Write the data below out again, with each line matching the original.
--- Records for the exercise ---
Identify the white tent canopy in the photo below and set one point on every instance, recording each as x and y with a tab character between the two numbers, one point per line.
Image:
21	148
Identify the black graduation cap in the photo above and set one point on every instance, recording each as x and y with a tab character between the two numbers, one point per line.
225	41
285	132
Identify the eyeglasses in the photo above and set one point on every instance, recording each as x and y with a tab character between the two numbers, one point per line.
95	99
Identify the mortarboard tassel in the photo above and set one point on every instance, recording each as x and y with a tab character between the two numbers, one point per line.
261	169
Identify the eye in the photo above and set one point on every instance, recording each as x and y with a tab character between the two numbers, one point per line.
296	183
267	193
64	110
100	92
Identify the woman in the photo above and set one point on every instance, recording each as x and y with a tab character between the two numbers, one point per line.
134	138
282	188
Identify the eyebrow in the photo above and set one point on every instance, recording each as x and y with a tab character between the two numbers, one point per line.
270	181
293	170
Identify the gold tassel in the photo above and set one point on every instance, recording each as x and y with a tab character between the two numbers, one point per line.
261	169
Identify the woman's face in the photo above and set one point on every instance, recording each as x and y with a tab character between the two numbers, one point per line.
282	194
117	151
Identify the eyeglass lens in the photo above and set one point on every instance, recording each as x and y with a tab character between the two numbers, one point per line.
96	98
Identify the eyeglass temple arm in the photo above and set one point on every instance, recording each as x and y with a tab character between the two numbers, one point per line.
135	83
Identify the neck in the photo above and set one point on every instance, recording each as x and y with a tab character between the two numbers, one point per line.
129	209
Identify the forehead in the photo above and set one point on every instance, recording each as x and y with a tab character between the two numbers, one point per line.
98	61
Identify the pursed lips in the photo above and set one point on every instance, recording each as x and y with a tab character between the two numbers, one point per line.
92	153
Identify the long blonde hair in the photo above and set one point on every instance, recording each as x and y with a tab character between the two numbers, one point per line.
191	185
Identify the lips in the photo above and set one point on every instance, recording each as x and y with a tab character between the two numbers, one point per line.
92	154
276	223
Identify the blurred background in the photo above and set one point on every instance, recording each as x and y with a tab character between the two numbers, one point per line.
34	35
---
Finished task:
Identify the white tent canopy in the photo below and set one point on every instance, recording each as x and y with a tab character between the two numbers, one point per line.
Image:
21	148
Identify the black graduation cap in the photo above and set one point on every instance, recording each as x and y with a tab character between the two numbers, one point per line.
225	41
285	132
Identify the eyeglasses in the photo above and set one point on every instance, recording each as x and y with a tab character between the two numbers, one point per line.
95	99
Identify the mortarboard tassel in the photo above and set one point on every instance, recording each as x and y with a tab character between the two numbers, one point per line.
261	169
Identify the eye in the photo above and set one point on every instance, recording each as x and y with a tab character between the two numbers, one point per line.
296	183
267	193
64	110
100	92
Identify the woman in the photo above and set one point on every instance, recording each as x and y with a tab character between the two numbers, one point per line.
134	138
282	188
Identify the eyebrow in the photo above and set one point on every instance, recording each as x and y with a tab character between the two numbers, one point per line.
270	181
293	170
Identify the gold tassel in the photo above and set one point on every instance, recording each as x and y with a tab character between the two numbers, one point per line.
261	169
Identify the woman's face in the photo above and set one point on every instance, recording each as x and y with a tab character between the two numbers, one point per line.
282	194
117	151
Identify the eyeglass lens in the photo above and set one point on every instance, recording each as x and y with a tab character between the two numbers, one point per line.
96	98
Identify the eyeglass temple arm in the photo above and set one point on every instance, recording each as x and y with a tab character between the two numbers, one point per line.
135	83
Identify the neck in the photo above and set one point on every instance, recording each as x and y with a tab character between the two numbers, one point per line.
129	209
Identify the forehead in the photo above and set one point on every instance, recording each as x and y with a tab character between the two numbers, one point per line.
98	61
Identify the pursed lips in the photo above and set one point on every instance, recording each as x and y with a tab character between the two numbers, one point per line.
92	153
Identify the long blonde hair in the photo above and set one point on every instance, recording each as x and y with a tab character between the two numbers, one point per line.
191	185
Identify the lips in the photo above and set one point on every instance, recording each as x and y with a tab character between the two numbers, one point per line.
92	154
276	223
Identify the blurred background in the photo above and set one point on every instance, recording each as x and y with a tab character between the two numbers, one point per line.
34	35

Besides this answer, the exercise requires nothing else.